_Goal of the exercise_
The answer must be an exact copy of the lines from the one with "the white storage" to the last line of the entries below, both included, and must contain no pictures.

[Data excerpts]
········
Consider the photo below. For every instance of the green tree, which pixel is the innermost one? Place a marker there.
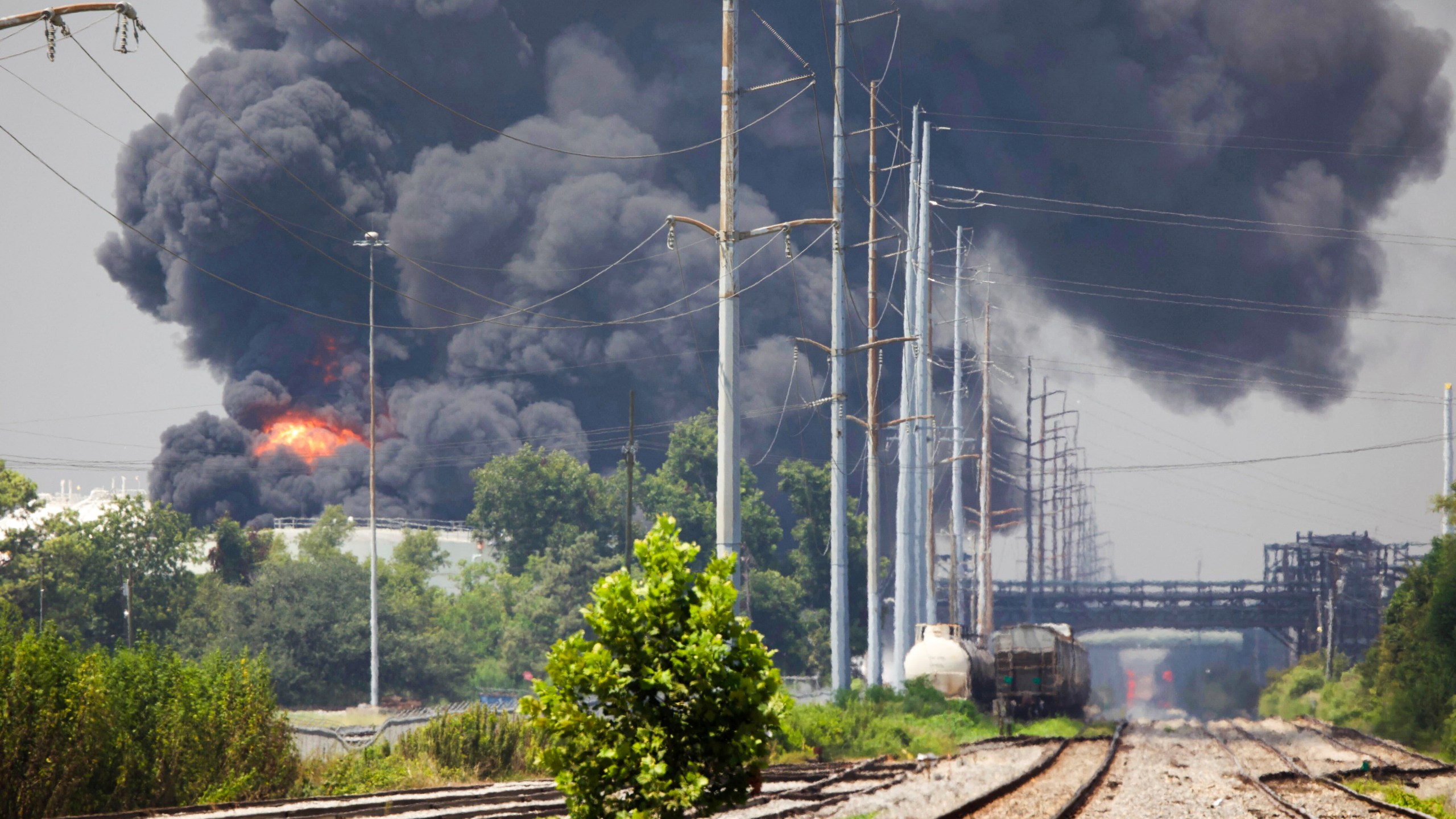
(85, 566)
(86, 730)
(510, 621)
(325, 540)
(16, 491)
(672, 707)
(688, 480)
(311, 615)
(791, 628)
(526, 499)
(235, 551)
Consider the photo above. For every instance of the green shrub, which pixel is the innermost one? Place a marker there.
(482, 742)
(1397, 795)
(86, 732)
(672, 707)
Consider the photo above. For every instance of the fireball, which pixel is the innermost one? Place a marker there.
(306, 436)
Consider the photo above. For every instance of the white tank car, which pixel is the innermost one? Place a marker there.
(957, 668)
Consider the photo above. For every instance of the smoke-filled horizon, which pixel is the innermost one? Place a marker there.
(1301, 113)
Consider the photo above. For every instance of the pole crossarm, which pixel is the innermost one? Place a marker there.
(882, 343)
(897, 421)
(742, 235)
(55, 14)
(784, 226)
(965, 457)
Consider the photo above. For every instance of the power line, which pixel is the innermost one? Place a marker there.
(500, 133)
(1164, 130)
(1231, 228)
(1226, 302)
(1358, 231)
(1207, 144)
(1246, 461)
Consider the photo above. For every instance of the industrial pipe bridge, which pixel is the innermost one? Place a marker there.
(1321, 591)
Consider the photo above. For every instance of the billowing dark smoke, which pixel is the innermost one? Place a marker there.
(497, 226)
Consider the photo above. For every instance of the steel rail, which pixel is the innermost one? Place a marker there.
(1010, 786)
(1322, 780)
(1256, 781)
(1330, 729)
(1079, 799)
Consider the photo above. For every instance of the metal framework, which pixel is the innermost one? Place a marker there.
(1320, 591)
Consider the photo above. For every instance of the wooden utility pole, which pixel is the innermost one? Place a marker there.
(872, 649)
(630, 452)
(729, 491)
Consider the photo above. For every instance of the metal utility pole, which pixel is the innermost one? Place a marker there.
(729, 498)
(925, 474)
(957, 444)
(1446, 458)
(630, 451)
(126, 594)
(872, 651)
(986, 620)
(1041, 494)
(839, 460)
(906, 507)
(372, 241)
(1031, 607)
(40, 623)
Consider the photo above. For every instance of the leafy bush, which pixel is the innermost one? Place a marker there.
(85, 732)
(672, 706)
(482, 742)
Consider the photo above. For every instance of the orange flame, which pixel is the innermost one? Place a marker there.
(306, 436)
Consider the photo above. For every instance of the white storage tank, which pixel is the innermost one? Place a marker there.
(954, 667)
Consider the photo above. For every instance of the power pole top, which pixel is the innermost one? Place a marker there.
(55, 14)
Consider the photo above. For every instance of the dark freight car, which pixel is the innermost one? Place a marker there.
(1040, 669)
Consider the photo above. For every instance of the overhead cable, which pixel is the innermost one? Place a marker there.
(506, 135)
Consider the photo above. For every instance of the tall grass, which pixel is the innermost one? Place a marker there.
(878, 721)
(482, 742)
(95, 730)
(479, 744)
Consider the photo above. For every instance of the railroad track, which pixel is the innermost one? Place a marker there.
(1054, 787)
(1301, 793)
(1388, 752)
(788, 791)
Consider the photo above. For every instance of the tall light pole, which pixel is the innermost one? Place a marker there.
(1446, 458)
(372, 241)
(957, 445)
(839, 461)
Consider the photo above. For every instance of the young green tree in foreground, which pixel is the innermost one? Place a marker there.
(675, 701)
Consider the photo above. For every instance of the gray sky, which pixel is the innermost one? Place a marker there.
(77, 348)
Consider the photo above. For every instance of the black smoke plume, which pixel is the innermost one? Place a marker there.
(494, 224)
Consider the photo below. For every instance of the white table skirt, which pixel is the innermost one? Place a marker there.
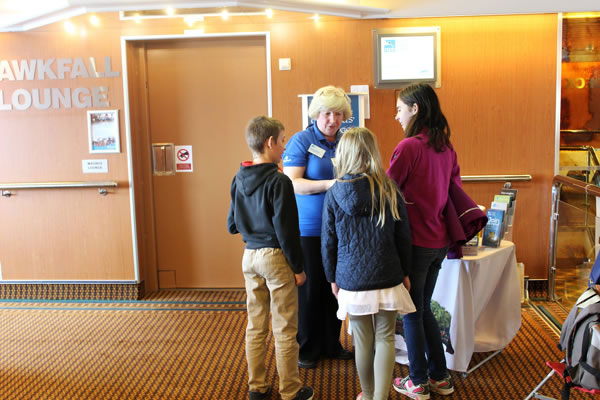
(482, 295)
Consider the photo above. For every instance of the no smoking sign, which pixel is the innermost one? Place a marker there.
(184, 161)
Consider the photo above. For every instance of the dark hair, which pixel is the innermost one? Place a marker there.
(259, 130)
(429, 115)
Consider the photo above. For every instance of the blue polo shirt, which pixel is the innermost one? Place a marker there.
(297, 154)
········
_Your solution_
Consider the photo above. For every instance of the white storage tank, which pixel is the innermost one? Place a marker there.
(954, 667)
Consider the photo above. For every instance of the power pole top, which pixel is the innermost one? Place a marker there.
(55, 14)
Consider the photo above. For every instance of the dark freight car, which pixel is the innermost one? Place a marker there.
(1040, 669)
Consider the photo above. For every instance of the overhead cable, which pixel is the innermost one? Place a marker there.
(506, 135)
Consider the photo above. For every instance of the tall grass, which pixel is the innermost one? Place a marker there.
(878, 721)
(482, 742)
(95, 730)
(479, 744)
Consider the photo above. For every instance of the railroad track, which pixel is the innermost one? Place a marker there.
(1054, 787)
(1301, 793)
(1388, 752)
(788, 791)
Consider the photo above. For every instance of the tall light pole, which pixel is the innermost one? Place a marker there.
(1446, 458)
(372, 241)
(957, 445)
(839, 461)
Consider the photo above. For every instance of the young green tree in foreground, which pixel is the innermost one? Place a marker there.
(675, 701)
Consider the photo above. For every instance of the gray sky, which pixel is the innermost one? Place a marker there.
(77, 348)
Consider the photo above. For every instance of the black smoke plume, which pixel is the innermost one? Place a marker there.
(494, 224)
Consider the photo below. For every instance of the white table skirt, which pixel is the innermost one? Place a marker there.
(482, 295)
Consider the photo above. For every instance of the no smoking sign, which pixel is the innermost one? Place a marker there.
(184, 161)
Consider the photo above. For every instance of the dark hair, which pixel is the innermost one? Place a marker there.
(259, 130)
(429, 115)
Consider the photo above. For every instance of the blue polo shirt, which pixel is the innermost one? Place a marker there.
(297, 154)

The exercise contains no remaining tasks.